Find "indicate the white milk, one dot per instance" in the material below, then copy that line and every subsequent line to the end, exactly.

------ RECORDED DATA ------

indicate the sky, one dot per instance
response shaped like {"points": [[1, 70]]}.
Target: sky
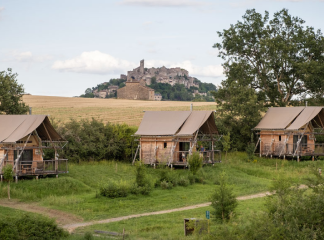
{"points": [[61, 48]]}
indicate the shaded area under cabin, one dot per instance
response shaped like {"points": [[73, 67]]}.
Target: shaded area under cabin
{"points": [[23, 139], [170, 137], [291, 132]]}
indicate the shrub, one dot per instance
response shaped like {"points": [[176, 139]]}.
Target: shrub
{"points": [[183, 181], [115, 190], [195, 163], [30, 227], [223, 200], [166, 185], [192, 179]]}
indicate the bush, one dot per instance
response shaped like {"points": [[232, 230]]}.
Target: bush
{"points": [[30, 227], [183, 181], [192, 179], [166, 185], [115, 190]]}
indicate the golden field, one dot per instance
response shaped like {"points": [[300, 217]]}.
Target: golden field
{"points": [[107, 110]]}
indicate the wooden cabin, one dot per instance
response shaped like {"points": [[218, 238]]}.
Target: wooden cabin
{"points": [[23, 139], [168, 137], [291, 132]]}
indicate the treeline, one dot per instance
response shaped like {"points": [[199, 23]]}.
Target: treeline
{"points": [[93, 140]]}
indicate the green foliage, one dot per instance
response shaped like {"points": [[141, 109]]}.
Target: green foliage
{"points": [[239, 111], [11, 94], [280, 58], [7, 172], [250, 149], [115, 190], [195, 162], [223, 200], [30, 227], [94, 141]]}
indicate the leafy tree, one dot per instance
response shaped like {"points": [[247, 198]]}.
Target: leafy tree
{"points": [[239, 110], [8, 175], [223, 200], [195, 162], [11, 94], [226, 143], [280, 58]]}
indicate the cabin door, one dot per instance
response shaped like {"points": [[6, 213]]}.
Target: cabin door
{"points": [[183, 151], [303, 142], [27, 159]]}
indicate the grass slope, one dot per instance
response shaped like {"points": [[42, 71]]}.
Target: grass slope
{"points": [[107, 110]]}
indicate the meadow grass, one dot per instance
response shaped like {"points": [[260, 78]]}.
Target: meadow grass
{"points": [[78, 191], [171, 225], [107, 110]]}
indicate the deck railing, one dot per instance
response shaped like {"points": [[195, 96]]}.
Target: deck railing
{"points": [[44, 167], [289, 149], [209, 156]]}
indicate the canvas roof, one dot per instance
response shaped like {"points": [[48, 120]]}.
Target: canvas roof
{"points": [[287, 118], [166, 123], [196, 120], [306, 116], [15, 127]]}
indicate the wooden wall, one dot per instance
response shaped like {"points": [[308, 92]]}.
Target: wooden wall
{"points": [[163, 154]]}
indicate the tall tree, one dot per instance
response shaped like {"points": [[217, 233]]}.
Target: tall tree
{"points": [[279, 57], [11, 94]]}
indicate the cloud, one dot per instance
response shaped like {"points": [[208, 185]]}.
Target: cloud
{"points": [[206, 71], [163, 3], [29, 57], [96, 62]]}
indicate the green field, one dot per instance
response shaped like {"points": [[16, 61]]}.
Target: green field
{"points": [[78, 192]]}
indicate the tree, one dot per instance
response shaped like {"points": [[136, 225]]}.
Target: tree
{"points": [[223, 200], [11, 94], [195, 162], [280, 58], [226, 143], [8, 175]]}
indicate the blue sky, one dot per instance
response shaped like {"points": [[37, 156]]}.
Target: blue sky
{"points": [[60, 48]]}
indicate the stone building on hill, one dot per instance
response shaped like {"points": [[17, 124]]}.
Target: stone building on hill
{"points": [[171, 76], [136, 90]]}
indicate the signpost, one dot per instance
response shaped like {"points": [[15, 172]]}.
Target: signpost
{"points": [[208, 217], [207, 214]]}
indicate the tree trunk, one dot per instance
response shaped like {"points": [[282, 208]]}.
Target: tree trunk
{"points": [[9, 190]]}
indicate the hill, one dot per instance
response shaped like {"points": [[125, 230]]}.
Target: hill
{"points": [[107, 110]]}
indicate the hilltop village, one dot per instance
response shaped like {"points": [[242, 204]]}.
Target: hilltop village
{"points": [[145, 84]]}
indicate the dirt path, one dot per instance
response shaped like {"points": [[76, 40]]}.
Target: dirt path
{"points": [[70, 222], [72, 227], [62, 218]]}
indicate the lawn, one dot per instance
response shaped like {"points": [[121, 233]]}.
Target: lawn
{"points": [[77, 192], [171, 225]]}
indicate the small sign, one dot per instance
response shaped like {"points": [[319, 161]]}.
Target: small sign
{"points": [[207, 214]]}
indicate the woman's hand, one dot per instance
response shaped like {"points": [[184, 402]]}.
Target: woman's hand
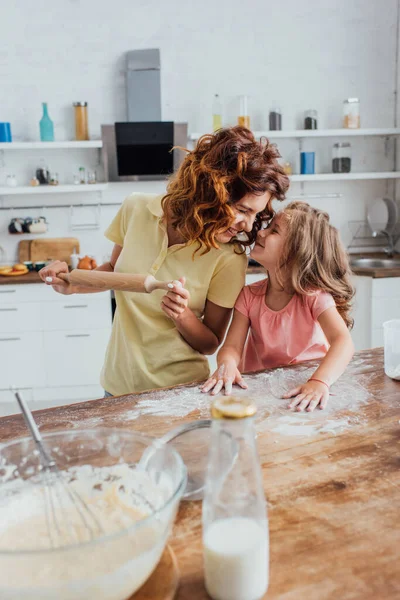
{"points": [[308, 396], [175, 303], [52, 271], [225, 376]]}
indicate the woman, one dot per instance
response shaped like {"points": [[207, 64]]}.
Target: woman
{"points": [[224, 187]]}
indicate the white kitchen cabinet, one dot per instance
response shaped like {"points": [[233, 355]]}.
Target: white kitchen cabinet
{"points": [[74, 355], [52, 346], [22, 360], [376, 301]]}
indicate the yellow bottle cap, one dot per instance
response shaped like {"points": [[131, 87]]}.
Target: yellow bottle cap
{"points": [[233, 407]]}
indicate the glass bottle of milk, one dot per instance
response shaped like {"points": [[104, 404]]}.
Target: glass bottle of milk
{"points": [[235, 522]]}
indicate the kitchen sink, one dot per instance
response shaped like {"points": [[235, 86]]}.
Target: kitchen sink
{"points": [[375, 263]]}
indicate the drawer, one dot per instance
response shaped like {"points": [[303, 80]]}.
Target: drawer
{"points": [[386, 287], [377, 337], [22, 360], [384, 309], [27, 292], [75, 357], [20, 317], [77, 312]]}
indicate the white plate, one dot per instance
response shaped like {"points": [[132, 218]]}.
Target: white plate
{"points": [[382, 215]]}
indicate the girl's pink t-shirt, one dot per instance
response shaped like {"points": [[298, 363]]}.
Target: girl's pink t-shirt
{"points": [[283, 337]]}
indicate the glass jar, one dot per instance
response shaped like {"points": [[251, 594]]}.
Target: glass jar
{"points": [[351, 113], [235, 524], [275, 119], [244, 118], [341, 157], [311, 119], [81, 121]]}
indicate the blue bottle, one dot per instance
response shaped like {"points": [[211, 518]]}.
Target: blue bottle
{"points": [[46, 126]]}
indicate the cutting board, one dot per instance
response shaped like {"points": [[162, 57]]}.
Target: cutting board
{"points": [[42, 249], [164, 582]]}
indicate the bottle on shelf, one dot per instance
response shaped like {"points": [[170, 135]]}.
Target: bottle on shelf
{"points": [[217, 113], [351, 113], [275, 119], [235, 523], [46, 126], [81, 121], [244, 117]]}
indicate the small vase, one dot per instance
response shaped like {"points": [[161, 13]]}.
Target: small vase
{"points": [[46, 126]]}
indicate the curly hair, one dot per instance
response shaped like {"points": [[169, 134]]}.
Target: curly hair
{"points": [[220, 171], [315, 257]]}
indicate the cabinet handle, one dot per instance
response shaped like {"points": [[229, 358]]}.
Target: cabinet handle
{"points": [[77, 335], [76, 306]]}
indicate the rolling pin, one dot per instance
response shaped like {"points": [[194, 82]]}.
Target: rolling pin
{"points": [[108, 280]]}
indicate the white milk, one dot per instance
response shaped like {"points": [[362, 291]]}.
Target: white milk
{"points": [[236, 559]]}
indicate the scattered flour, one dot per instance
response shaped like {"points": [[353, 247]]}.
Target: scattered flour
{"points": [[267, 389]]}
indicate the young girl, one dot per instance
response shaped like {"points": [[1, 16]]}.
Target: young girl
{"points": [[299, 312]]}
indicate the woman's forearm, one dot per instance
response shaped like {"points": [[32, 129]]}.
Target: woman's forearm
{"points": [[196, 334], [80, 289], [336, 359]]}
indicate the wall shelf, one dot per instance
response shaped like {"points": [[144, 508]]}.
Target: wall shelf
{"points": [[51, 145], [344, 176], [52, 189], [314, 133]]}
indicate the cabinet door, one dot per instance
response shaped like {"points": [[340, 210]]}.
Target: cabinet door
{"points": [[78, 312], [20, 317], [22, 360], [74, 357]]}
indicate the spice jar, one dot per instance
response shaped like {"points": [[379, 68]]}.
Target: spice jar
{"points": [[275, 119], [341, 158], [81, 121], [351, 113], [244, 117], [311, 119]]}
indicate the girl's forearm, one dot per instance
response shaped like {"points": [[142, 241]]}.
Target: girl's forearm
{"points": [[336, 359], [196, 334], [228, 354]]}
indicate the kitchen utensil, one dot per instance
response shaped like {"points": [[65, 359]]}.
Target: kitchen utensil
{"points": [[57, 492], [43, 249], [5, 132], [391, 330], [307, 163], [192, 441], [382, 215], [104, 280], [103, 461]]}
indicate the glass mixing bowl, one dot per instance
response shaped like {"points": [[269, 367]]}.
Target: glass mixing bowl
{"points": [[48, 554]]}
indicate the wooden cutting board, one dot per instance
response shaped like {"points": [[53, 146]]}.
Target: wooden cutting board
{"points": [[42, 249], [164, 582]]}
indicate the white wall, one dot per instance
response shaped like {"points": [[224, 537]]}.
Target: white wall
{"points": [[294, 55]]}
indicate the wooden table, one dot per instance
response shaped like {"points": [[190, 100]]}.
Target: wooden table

------

■ TASK OUTPUT:
indicate the white milk, one dot per instance
response shaped like {"points": [[362, 291]]}.
Target: white milk
{"points": [[236, 559]]}
indicate the scattered flour, one dot per instance
response shaped like {"points": [[353, 247]]}.
Target: scattered flour
{"points": [[267, 389]]}
indicate the young girl, one dot per instance
response shaped like {"points": [[1, 16]]}.
Target: young girl
{"points": [[299, 312]]}
indicate the woman's forearm, one dot per instance
response shaped like {"points": [[32, 129]]}.
Target: woman's forearm
{"points": [[196, 334], [80, 289], [336, 359]]}
indicate the wall shelf, one dot per instance
response shaped like {"points": [[144, 508]]}.
Target: wall shelf
{"points": [[51, 145], [344, 176], [52, 189], [314, 133]]}
indicate the cabinet door, one dot per instance
response shaped like {"points": [[340, 210]]}.
Target: cabinet door
{"points": [[78, 312], [20, 317], [22, 360], [74, 357]]}
indicate the spice jar, one dot per instance
response shaped like {"points": [[379, 68]]}.
Target: spice jar
{"points": [[275, 119], [341, 158], [81, 121], [351, 113], [244, 117], [311, 119]]}
indicate the girl's forearm, one dot per instance
response shaped like {"points": [[142, 241]]}.
Target: girl's forearm
{"points": [[336, 359], [196, 334], [228, 354]]}
indicate the kitchen utensil, one dot per instance
response shaped like {"points": [[65, 359]]}.
Target: kitchen utensil
{"points": [[57, 492], [43, 249], [5, 132], [391, 330], [307, 163], [192, 441], [382, 215], [104, 280], [103, 461]]}
indicate the glass mixing bowl, one dot per instance
response shaped like {"points": [[269, 367]]}.
Target: glass mixing bowl
{"points": [[48, 554]]}
indicate the wooden cutting board, one dot per instance
response shaped like {"points": [[53, 146]]}.
Target: wooden cutting board
{"points": [[42, 249], [164, 582]]}
indicate the white wall, one dot per instance
response shaped like {"points": [[224, 537]]}.
Target: white wall
{"points": [[294, 55]]}
indicate the wooden table, one dot per instance
response shaped like {"points": [[190, 100]]}.
Target: wooden table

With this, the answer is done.